JOB → Copy out every one of the records below line for line, without changing anything, but leave out the pictures.

---

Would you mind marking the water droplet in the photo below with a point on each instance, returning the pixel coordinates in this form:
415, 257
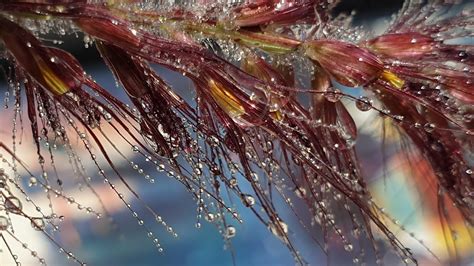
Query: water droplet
230, 231
13, 204
38, 223
4, 223
249, 201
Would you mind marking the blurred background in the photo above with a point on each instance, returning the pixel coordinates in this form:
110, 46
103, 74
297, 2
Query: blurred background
126, 243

---

SOLUTION FOR THIS TASK →
Would you mind marking the water droplet in the photo below with a point on each instance, returning the pixel coordinates in this form:
415, 257
Query: water droplet
230, 231
13, 204
38, 223
4, 223
249, 201
Would you mind marking the blurred background in the photo above with a point on each instance, returning the pixel coordinates in this form:
110, 46
103, 74
297, 2
Query: blurred background
126, 243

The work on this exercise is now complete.